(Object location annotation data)

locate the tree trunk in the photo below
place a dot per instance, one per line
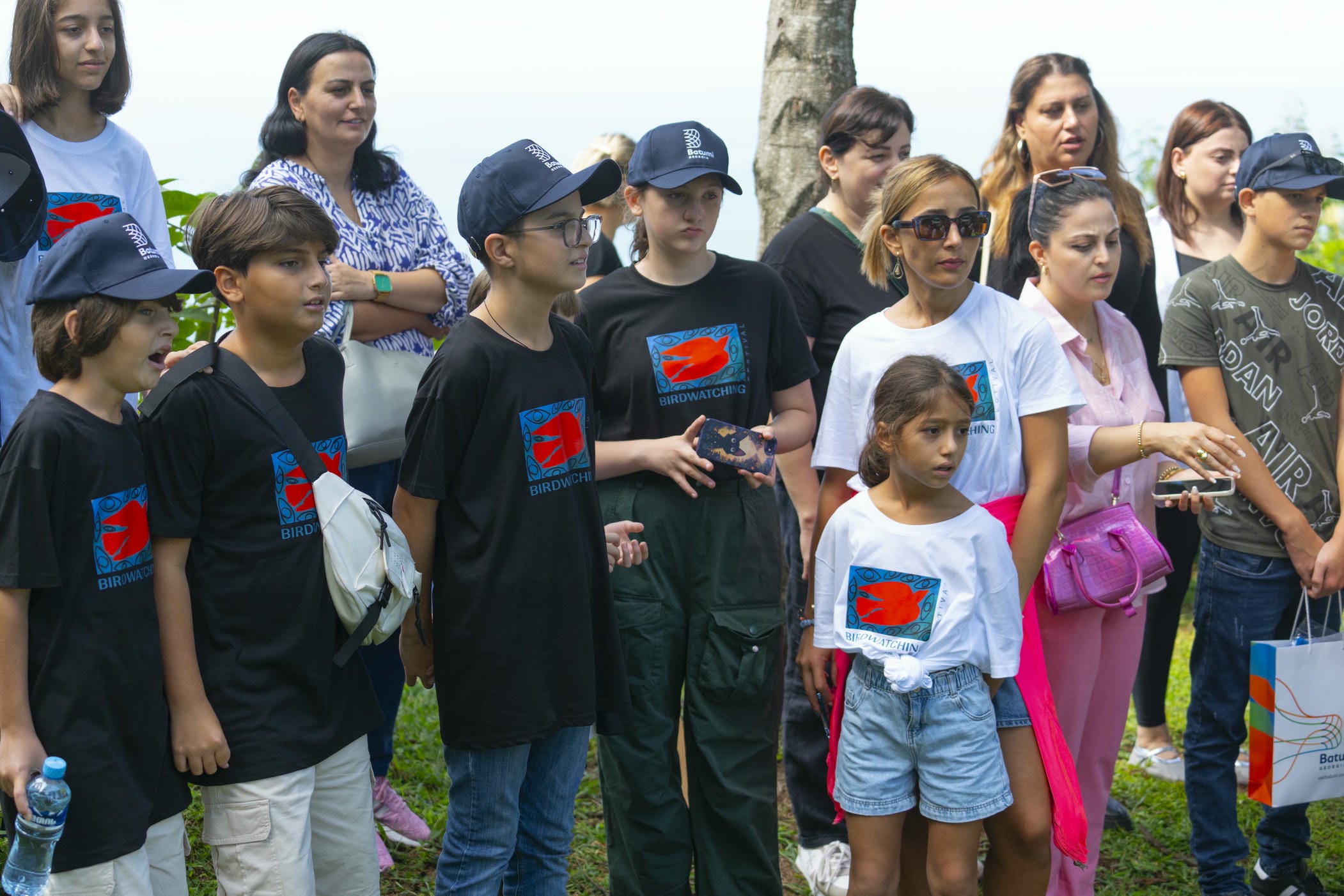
(808, 63)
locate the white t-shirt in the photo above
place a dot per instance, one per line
(1011, 360)
(941, 594)
(85, 180)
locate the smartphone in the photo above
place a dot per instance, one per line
(735, 446)
(1171, 490)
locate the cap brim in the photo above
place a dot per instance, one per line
(591, 185)
(160, 284)
(686, 175)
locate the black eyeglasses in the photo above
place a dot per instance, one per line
(573, 229)
(1313, 163)
(932, 228)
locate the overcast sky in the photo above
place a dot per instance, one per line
(457, 80)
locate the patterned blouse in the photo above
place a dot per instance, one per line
(402, 231)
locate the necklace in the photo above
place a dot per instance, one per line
(487, 307)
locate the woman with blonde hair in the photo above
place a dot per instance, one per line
(1057, 120)
(602, 256)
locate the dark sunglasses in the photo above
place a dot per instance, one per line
(1058, 178)
(1315, 164)
(933, 228)
(572, 230)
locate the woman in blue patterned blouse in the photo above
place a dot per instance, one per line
(396, 270)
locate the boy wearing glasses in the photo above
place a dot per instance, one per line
(497, 502)
(1256, 337)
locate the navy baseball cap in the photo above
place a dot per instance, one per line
(23, 195)
(674, 155)
(112, 257)
(520, 179)
(1289, 162)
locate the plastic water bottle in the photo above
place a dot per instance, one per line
(29, 865)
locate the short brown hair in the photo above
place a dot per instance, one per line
(234, 229)
(1195, 123)
(98, 319)
(33, 59)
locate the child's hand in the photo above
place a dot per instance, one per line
(621, 550)
(20, 758)
(757, 480)
(675, 458)
(198, 741)
(418, 657)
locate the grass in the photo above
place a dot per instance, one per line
(1152, 859)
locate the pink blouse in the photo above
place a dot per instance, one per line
(1129, 399)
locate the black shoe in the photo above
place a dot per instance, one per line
(1117, 815)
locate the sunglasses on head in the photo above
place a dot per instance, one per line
(933, 228)
(1058, 178)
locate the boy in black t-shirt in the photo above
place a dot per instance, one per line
(262, 719)
(81, 675)
(497, 502)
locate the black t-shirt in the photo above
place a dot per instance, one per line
(820, 265)
(265, 626)
(1134, 293)
(526, 640)
(73, 530)
(719, 347)
(602, 257)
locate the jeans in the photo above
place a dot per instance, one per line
(382, 661)
(804, 738)
(1238, 598)
(511, 817)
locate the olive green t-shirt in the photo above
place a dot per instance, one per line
(1281, 348)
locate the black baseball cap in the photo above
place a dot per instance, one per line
(1289, 162)
(112, 257)
(520, 179)
(674, 155)
(23, 195)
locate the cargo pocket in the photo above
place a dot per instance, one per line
(240, 842)
(741, 652)
(640, 621)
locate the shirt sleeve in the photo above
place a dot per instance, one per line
(434, 249)
(841, 428)
(1047, 380)
(1189, 332)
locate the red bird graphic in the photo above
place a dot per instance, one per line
(558, 440)
(890, 603)
(695, 359)
(975, 392)
(62, 218)
(299, 491)
(125, 532)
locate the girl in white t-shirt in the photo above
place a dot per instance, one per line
(929, 223)
(918, 582)
(70, 72)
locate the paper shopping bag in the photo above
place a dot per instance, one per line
(1297, 720)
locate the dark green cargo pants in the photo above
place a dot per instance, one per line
(702, 614)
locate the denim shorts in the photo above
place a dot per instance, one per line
(936, 747)
(1010, 708)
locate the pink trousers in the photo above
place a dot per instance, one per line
(1091, 657)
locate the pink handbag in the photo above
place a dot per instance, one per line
(1102, 559)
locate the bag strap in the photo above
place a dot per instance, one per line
(264, 399)
(194, 363)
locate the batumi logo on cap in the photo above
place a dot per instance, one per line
(545, 157)
(694, 143)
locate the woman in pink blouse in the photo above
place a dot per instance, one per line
(1091, 656)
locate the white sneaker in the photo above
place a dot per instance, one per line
(1164, 762)
(825, 868)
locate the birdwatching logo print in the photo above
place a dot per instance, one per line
(897, 605)
(698, 358)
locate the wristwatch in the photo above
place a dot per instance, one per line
(382, 286)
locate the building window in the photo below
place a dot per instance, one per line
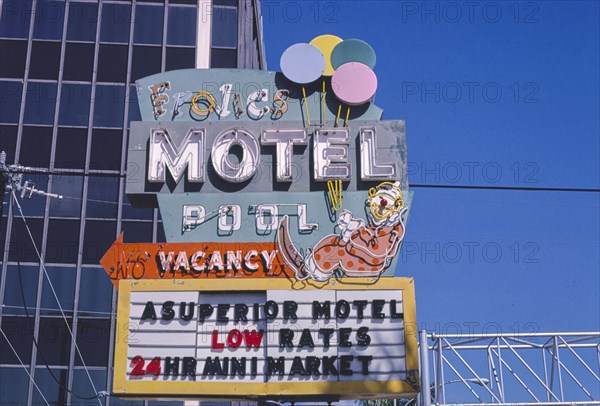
(223, 58)
(21, 290)
(112, 63)
(137, 231)
(15, 19)
(109, 106)
(138, 213)
(14, 382)
(40, 103)
(19, 331)
(103, 195)
(45, 60)
(35, 207)
(8, 141)
(13, 67)
(225, 27)
(79, 62)
(21, 248)
(82, 21)
(63, 241)
(106, 149)
(180, 58)
(71, 187)
(11, 101)
(95, 294)
(35, 146)
(54, 341)
(148, 25)
(98, 237)
(93, 336)
(134, 108)
(182, 26)
(146, 62)
(54, 392)
(70, 148)
(116, 19)
(75, 105)
(48, 21)
(63, 281)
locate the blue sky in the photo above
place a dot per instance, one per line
(493, 94)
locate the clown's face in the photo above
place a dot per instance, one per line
(385, 204)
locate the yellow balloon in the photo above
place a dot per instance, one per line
(326, 43)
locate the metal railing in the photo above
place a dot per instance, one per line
(535, 368)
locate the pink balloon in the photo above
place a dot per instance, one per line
(354, 83)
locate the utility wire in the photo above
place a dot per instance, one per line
(44, 360)
(56, 297)
(512, 188)
(24, 367)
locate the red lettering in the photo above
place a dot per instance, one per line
(215, 340)
(234, 338)
(253, 338)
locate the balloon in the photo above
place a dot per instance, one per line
(353, 50)
(326, 43)
(354, 83)
(302, 63)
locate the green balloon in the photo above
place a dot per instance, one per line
(353, 50)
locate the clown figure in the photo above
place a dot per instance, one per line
(360, 248)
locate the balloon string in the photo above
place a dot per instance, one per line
(347, 115)
(306, 105)
(323, 104)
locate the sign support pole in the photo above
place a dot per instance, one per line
(424, 367)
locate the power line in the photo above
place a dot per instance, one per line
(511, 188)
(24, 367)
(56, 297)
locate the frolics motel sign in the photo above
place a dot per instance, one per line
(254, 337)
(227, 178)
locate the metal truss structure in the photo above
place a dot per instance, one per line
(517, 369)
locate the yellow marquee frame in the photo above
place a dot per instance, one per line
(203, 389)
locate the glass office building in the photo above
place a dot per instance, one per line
(67, 97)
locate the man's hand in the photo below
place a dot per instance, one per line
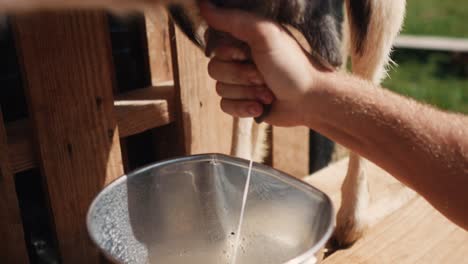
(281, 72)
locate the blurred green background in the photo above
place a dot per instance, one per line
(437, 78)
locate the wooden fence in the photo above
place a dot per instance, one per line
(79, 127)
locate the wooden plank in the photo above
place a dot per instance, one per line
(416, 233)
(20, 142)
(385, 191)
(140, 110)
(201, 123)
(13, 249)
(413, 233)
(432, 43)
(135, 111)
(68, 72)
(159, 45)
(291, 150)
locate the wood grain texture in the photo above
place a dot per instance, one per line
(68, 73)
(13, 247)
(144, 109)
(202, 124)
(290, 150)
(414, 233)
(135, 111)
(159, 45)
(20, 146)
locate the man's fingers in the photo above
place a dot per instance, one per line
(241, 92)
(234, 73)
(230, 53)
(243, 108)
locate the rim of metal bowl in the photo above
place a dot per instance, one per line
(230, 160)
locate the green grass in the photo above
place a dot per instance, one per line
(433, 77)
(437, 17)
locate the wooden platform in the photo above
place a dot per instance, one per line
(432, 43)
(414, 233)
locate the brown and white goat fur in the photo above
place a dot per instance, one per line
(369, 30)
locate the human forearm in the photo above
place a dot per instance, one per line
(424, 148)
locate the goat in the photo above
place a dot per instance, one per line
(368, 32)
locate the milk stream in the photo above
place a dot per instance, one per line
(241, 217)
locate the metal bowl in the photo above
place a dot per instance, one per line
(186, 210)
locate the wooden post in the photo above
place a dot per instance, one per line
(202, 124)
(291, 150)
(159, 45)
(68, 73)
(13, 247)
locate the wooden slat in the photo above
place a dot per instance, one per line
(201, 123)
(291, 150)
(136, 112)
(13, 247)
(68, 72)
(144, 109)
(159, 45)
(432, 43)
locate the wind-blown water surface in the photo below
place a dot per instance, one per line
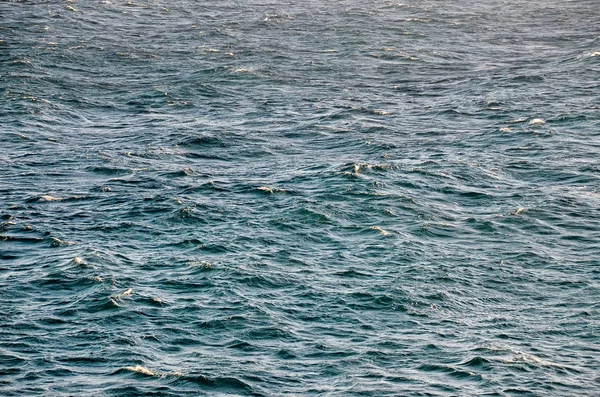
(325, 198)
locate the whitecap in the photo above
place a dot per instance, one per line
(49, 198)
(140, 370)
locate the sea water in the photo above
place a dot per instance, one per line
(316, 198)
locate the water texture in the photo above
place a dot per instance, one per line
(324, 198)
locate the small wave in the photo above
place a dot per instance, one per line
(380, 230)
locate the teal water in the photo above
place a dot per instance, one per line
(340, 198)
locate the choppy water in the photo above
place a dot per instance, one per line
(332, 198)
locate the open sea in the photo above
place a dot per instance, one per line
(301, 198)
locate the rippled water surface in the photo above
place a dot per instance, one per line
(324, 198)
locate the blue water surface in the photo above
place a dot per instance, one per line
(316, 198)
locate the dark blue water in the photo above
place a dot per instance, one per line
(332, 198)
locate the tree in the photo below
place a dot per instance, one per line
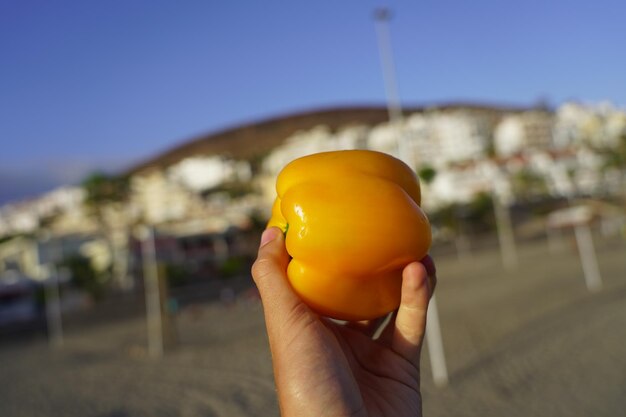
(427, 174)
(105, 197)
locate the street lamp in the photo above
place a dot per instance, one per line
(433, 332)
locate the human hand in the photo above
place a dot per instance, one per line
(323, 368)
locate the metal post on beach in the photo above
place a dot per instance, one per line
(152, 293)
(53, 309)
(588, 258)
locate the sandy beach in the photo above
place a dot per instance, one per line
(533, 341)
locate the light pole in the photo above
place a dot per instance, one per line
(381, 19)
(433, 332)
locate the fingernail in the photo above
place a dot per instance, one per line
(269, 235)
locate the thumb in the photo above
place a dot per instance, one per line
(270, 275)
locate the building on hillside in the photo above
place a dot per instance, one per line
(34, 258)
(206, 172)
(158, 199)
(27, 216)
(441, 138)
(519, 132)
(599, 126)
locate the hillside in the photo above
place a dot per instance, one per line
(252, 140)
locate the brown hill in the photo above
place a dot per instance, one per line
(253, 140)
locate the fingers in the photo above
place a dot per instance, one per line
(270, 275)
(369, 328)
(410, 323)
(431, 270)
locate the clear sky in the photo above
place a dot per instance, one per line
(87, 84)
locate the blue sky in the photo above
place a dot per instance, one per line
(87, 84)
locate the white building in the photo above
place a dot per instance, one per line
(523, 131)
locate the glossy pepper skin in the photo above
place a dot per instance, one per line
(352, 221)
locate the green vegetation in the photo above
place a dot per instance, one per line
(427, 174)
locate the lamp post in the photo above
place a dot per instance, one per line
(433, 328)
(381, 19)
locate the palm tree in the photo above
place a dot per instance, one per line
(106, 197)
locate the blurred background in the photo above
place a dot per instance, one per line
(140, 146)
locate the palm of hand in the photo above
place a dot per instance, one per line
(345, 371)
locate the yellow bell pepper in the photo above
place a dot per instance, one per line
(352, 221)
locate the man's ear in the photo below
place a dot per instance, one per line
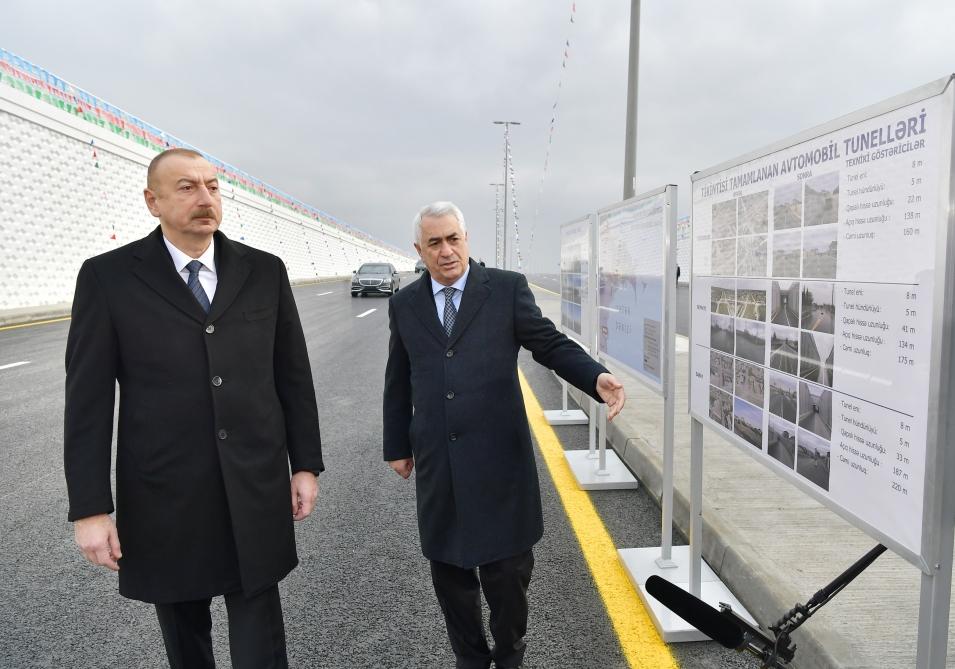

PROBLEM REQUIREMENTS: Can you present everything from the first line of the entries down to and including the line containing "(1152, 859)" as a numbered list, with blank lines skipped and the pictures left out?

SOLUTION BELOW:
1. locate the tree trunk in the photo below
2. place a dot per instance, one per line
3. (808, 63)
4. locate the white t-shirt in the photo above
5. place a dot per instance, one per line
6. (1011, 360)
7. (941, 594)
8. (85, 180)
9. locate the smartphone in the photo above
10. place a dot per instance, one per line
11. (735, 446)
12. (1171, 490)
13. locate the cap brim in the photo above
14. place a dot per instance, one per line
15. (591, 185)
16. (160, 284)
17. (686, 175)
18. locate the black eyeglasses in the photo above
19. place a dot per instance, one per line
20. (573, 229)
21. (1313, 163)
22. (932, 228)
23. locate the overcast sky in the photo above
24. place a dot per instance, one per line
25. (457, 80)
26. locate the patterned blouse in the photo above
27. place a dot per instance, one per line
28. (402, 231)
29. locate the necklace in the photo above
30. place a dot per instance, one per line
31. (487, 307)
32. locate the woman with blonde hair in the photo above
33. place a dot per instance, one per line
34. (1057, 120)
35. (602, 256)
36. locate the dark sunglasses in the photo above
37. place a dot per instance, one per line
38. (1058, 178)
39. (1315, 164)
40. (933, 228)
41. (572, 230)
42. locate the woman in blue patterned blouse in the photo above
43. place a dot per instance, one per line
44. (396, 270)
45. locate the boy wearing glasses in the photo above
46. place a dot per instance, one per line
47. (497, 502)
48. (1256, 337)
49. locate the navy baseball cap in the photo above
50. place a dot per instance, one per line
51. (23, 195)
52. (674, 155)
53. (112, 257)
54. (520, 179)
55. (1289, 162)
56. locate the plastic water bottle in the photo above
57. place a dot per instance, one per line
58. (29, 865)
59. locate the short brown hair in the photo above
60. place a dot per instance, one per line
61. (234, 229)
62. (1195, 123)
63. (98, 319)
64. (33, 59)
65. locate the child's hand in the photo above
66. place a dot per instance, one per line
67. (621, 550)
68. (20, 758)
69. (757, 480)
70. (675, 458)
71. (198, 741)
72. (418, 657)
73. locate the grass in the photo above
74. place a dot per instance, one per line
75. (1152, 859)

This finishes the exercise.